**Page text**

+++

Wait — their placenta? Yes, you read that right.
Many celebrity moms and social media influencers have very publicly gushed about how and why they’ve consumed their own placentas postpartum, in the form of pills, smoothies or something else. The belief seems to be that doing so can help a woman’s body rebound after childbirth.
But health experts say, not so fast.
“Obstetrics and gynecology research has shown no concrete or documented benefits to women,” says Oluwatosin Goje, MD, an Ob/Gyn who specializes in infectious disease. “In fact, some people feel that it’s actually harmful to consume the placenta because it comes with a risk of spreading infection.”
In case you need a refresher, the placenta is an organ that forms in a woman’s uterus after conception. Its duties include delivering oxygen, nutrients and hormones to the growing baby inside while filtering out toxins and waste.
It’s sometimes referred to as the “afterbirth” because women push it out vaginally after giving birth. (In the case of a C-section, the doctor takes it out during the procedure.)
So why would someone want to consume the thing? Dr. Goje explains that some new mothers believe the placenta can provide a natural source of hormones and nutrients that can help ease their pain, increase their breast milk production and make them less likely to develop postpartum depression.
“I think the idea is that if this placenta has been nourishing the fetus in utero, maybe it could have some benefit to the mother,” she says.
This idea isn’t as far-fetched as it might seem. Placenta consumption actually has an official name — placentophagy — and many kinds of mammals do it. But we don’t know exactly why they do it. Some people claim it’s to reap these supposed health benefits, while others say it’s just an instinctive behavior to eliminate evidence that would let a predator know an animal has just given birth.
Regardless of why other animals eat their placenta, at this point, studies do not support claims that doing so provides any significant health benefits to human women, Dr. Goje says.
“Studies in rats have shown possible benefits, but most of the studies involving humans are poorly done or biased because they use self-reported surveys,” she says.
What’s most concerning to Dr. Goje and other health professionals, though, is the risk of infection that comes with consuming placenta that isn’t properly prepared.
There are a number of companies that will, for a cost, dehydrate a woman’s afterbirth and process it into pills that she takes like a supplement over the course of a few weeks.
The red flag here, Dr. Goje explains, is that this process isn’t regulated by the Food and Drug Administration. And if there aren’t regulations around how the placenta should be processed, there’s no guarantee that it’s being heated at the appropriate temperature and length of time needed to destroy any infectious bacteria and viruses it might contain.
“Inadequate handling and preparation of this placenta may not eradicate pathogens,” she notes. Those pathogens pose a risk not only to moms but to breastfeeding babies.
A case study published by The Centers for Disease Control and Prevention in 2016 described how one infant was hospitalized for late-onset group B strep infection — a potentially serious infection in newborns — that was linked to bacteria found in the mother’s placenta pills.
Dr. Goje notes that blending raw placenta into a smoothie or cooking it into a meal doesn’t eliminate this concern either.
“How do you know that you’ve eradicated any infection?” she reiterates.
If you’re an expectant mom who plans to eat your placenta, Dr. Goje recommending talking with your healthcare provider about the potential risks.
“For people who might be doing this, they have to be aware that they can infect themselves or their baby,” she says.

+++

**Data extracts**
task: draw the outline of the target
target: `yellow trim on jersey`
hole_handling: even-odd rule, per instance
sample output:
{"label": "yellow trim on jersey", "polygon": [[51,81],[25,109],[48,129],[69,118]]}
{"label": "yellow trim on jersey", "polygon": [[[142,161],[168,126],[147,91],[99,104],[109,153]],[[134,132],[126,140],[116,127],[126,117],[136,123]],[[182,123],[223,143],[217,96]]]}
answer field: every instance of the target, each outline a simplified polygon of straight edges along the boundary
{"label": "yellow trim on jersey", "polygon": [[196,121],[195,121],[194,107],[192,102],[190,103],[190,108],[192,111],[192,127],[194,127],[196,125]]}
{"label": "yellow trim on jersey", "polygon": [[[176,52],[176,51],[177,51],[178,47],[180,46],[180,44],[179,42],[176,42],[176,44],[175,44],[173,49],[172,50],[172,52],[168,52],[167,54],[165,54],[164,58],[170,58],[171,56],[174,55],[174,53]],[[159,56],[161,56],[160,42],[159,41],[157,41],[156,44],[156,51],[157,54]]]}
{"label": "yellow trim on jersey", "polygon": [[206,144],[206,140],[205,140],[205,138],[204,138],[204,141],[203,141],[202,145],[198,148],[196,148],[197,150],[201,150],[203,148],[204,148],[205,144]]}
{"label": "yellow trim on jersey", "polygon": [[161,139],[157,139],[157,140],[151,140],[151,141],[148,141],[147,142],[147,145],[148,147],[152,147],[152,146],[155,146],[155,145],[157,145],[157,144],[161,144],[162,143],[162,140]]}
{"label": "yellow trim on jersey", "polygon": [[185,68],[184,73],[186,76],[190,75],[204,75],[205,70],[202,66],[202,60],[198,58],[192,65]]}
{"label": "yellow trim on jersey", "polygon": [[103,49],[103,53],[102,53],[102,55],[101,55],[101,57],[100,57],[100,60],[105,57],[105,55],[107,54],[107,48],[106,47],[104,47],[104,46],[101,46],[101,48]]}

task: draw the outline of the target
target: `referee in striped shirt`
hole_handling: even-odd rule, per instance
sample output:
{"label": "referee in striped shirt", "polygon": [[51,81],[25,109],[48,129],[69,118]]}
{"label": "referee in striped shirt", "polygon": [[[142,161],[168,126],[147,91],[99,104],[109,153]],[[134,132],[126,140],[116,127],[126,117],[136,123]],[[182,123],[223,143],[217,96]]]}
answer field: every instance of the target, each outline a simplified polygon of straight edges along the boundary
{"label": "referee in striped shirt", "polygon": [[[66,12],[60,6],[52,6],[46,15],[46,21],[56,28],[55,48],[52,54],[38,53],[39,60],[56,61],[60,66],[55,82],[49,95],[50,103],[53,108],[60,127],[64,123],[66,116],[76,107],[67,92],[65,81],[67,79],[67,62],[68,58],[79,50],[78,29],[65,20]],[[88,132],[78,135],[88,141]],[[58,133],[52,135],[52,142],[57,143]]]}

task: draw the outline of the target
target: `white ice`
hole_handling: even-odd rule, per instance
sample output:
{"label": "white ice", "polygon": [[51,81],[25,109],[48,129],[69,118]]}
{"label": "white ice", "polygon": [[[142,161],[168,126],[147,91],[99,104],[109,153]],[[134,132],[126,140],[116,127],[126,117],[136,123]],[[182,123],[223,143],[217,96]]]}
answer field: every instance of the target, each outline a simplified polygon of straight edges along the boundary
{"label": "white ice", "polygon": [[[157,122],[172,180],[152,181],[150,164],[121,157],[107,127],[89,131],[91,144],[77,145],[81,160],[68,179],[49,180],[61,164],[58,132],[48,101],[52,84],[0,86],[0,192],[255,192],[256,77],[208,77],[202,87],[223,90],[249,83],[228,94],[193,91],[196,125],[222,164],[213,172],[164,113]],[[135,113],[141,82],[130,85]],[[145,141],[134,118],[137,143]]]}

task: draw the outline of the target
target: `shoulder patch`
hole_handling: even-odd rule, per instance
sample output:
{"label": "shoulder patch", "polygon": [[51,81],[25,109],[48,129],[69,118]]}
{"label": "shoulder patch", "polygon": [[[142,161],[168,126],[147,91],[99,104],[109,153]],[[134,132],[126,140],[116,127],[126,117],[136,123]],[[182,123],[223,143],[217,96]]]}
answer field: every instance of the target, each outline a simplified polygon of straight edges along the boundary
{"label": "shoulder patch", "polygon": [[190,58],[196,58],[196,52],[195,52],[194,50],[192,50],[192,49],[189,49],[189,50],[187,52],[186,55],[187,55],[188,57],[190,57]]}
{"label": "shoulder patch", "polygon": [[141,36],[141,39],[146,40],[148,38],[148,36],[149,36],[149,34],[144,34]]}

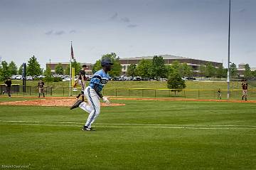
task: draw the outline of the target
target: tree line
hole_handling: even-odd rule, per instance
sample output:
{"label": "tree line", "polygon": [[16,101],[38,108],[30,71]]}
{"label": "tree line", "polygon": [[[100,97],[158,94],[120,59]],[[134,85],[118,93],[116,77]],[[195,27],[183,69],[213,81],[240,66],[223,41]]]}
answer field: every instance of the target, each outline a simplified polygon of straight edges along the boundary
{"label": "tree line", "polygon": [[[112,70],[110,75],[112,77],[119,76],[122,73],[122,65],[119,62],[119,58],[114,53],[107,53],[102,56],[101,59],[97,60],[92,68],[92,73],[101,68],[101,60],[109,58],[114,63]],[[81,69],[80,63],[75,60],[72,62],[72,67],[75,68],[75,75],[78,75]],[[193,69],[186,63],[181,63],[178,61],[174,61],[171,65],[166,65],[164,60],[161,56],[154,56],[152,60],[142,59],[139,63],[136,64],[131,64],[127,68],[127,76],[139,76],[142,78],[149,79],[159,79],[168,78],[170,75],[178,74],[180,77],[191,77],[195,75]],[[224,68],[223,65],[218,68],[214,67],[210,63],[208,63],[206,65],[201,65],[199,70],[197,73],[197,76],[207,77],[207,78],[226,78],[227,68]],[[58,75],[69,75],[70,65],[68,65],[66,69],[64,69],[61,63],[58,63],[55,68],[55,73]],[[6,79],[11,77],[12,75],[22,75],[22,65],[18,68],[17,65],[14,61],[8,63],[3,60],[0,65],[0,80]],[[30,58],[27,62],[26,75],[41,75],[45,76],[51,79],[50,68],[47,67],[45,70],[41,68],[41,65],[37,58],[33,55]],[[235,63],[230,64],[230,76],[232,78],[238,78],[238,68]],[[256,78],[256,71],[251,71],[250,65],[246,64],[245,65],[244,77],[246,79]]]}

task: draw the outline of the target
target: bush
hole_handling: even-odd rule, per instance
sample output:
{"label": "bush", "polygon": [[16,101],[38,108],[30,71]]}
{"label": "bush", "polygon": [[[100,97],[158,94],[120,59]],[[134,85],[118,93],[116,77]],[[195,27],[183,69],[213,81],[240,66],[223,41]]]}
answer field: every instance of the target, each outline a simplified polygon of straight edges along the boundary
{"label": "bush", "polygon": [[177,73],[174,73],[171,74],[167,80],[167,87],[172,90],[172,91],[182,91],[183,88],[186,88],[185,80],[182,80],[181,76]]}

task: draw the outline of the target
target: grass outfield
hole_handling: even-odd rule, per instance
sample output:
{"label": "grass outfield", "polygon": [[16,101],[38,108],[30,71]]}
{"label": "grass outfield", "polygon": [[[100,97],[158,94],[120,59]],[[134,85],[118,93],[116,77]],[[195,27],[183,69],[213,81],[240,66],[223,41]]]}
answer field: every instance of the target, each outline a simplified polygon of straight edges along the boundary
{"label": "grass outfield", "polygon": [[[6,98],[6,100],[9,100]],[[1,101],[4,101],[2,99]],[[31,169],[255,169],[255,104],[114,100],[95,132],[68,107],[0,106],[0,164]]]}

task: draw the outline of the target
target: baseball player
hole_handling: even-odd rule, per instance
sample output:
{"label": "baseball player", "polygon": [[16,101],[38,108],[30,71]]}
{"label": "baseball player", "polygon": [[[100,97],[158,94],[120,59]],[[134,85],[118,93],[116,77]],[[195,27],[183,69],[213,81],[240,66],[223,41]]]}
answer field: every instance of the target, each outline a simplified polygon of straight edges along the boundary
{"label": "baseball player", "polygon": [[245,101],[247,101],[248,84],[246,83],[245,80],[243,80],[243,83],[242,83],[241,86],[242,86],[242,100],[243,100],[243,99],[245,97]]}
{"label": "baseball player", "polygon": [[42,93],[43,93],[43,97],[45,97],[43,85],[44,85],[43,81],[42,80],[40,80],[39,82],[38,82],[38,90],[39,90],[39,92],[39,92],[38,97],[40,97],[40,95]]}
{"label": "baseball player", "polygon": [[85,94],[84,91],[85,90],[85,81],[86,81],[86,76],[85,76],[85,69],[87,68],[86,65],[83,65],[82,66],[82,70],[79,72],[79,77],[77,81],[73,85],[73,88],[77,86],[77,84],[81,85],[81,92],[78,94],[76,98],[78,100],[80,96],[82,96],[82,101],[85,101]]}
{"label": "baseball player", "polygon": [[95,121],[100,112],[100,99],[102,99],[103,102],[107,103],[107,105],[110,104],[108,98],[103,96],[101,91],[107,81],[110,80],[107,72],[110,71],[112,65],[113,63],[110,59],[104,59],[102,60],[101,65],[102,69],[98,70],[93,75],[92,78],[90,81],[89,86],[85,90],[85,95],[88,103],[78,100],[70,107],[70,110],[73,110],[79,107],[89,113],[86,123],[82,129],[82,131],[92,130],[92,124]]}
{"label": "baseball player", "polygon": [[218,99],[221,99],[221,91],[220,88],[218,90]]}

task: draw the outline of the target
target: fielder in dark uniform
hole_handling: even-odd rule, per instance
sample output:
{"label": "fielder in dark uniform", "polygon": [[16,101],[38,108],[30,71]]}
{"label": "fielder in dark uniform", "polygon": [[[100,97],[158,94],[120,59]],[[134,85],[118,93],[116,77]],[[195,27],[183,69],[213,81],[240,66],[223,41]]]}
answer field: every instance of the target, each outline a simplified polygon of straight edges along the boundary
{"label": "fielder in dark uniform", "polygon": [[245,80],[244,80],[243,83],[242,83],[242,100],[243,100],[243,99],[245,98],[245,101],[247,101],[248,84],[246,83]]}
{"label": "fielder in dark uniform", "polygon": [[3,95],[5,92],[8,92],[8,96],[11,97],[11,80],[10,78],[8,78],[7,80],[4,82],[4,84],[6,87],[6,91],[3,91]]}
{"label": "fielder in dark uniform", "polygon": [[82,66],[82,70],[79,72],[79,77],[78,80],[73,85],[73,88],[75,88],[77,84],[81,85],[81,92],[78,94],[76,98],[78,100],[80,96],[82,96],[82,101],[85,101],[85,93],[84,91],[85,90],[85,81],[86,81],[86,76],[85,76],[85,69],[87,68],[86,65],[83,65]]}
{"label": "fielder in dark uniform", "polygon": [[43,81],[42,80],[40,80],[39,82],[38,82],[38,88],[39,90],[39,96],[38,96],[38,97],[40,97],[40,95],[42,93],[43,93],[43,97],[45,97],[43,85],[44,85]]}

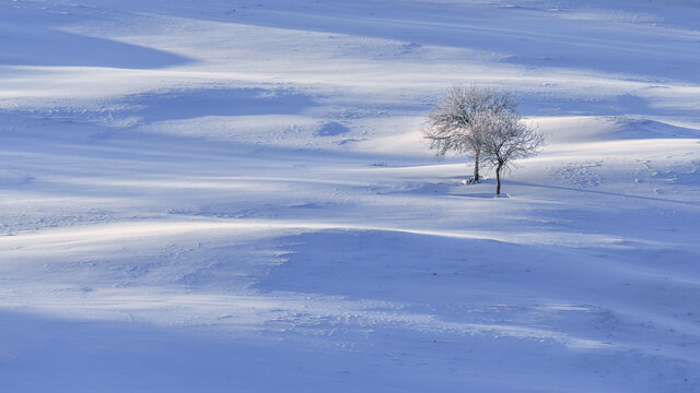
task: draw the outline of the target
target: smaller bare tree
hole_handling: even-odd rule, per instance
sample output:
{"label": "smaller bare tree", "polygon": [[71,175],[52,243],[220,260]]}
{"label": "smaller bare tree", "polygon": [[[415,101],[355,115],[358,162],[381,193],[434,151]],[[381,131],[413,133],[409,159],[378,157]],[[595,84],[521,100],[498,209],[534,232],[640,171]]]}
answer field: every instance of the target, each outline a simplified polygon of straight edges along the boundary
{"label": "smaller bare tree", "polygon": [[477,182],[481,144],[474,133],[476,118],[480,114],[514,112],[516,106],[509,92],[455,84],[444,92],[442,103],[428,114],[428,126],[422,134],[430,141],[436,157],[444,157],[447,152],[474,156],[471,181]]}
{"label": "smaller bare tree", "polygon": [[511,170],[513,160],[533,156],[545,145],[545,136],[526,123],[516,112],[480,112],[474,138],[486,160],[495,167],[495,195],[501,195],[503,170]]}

+++

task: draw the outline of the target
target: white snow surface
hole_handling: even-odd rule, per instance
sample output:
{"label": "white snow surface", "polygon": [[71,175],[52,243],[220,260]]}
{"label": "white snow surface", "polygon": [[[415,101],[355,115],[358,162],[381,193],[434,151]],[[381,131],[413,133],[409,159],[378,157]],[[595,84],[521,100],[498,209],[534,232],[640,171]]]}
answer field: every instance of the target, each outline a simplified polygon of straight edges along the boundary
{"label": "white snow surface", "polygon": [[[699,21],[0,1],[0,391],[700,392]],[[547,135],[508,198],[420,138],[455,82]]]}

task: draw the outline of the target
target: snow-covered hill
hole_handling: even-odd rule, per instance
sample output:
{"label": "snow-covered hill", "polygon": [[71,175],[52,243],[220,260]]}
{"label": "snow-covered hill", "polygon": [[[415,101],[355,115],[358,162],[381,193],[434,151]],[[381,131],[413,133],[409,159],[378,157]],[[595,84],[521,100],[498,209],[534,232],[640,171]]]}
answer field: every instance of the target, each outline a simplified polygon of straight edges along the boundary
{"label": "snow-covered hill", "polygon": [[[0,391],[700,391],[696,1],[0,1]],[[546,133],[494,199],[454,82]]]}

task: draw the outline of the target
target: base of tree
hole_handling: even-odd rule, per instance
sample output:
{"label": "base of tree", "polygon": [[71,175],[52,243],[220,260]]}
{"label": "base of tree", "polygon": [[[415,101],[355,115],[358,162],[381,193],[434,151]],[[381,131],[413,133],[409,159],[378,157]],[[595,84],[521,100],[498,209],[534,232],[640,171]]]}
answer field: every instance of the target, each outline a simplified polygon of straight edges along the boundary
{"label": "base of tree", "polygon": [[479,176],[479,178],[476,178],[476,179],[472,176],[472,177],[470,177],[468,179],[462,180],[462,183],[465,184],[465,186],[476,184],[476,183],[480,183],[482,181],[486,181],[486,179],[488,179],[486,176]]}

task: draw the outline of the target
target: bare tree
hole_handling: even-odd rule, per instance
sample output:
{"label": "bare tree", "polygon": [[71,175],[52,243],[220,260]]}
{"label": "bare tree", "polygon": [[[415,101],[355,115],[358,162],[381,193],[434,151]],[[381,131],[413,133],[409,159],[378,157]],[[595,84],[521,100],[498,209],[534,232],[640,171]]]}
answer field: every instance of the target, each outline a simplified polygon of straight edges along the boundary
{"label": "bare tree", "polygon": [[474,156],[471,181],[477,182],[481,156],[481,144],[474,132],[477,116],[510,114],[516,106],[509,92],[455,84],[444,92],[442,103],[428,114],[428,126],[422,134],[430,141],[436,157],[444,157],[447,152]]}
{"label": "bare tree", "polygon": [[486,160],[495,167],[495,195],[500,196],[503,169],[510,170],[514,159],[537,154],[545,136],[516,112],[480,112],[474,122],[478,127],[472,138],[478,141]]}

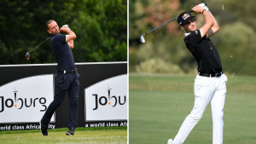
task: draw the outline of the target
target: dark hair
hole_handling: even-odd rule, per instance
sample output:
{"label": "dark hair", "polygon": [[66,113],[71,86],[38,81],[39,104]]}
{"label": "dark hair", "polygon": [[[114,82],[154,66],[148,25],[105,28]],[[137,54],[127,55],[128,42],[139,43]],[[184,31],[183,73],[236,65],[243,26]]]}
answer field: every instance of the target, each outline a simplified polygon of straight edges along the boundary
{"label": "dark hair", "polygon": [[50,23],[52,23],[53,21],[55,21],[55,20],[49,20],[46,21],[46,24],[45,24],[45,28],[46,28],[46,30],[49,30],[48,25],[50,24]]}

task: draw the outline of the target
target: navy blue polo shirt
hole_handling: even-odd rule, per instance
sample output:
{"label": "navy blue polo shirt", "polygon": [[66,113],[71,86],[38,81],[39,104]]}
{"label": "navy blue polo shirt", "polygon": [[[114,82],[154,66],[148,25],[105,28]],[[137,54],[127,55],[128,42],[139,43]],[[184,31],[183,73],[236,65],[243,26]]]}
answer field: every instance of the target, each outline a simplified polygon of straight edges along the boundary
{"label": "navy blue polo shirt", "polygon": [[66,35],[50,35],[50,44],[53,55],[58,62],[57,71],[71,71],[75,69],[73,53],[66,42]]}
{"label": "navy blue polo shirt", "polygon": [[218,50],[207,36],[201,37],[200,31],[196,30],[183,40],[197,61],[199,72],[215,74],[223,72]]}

+++

**Work task 1**
According to the text on eating the placenta, what do some new mothers believe the placenta can do for them? List each belief.
**Work task 2**
Copy from the text on eating the placenta the passage starting at "The red flag" and ending at "it might contain.".
The data above are separate material and unrelated to the text on eating the placenta.

**Exercise response 1**
- Ease their pain
- Increase their breast milk production
- Make them less likely to develop postpartum depression

**Exercise response 2**
The red flag here, Dr. Goje explains, is that this process isn’t regulated by the Food and Drug Administration. And if there aren’t regulations around how the placenta should be processed, there’s no guarantee that it’s being heated at the appropriate temperature and length of time needed to destroy any infectious bacteria and viruses it might contain.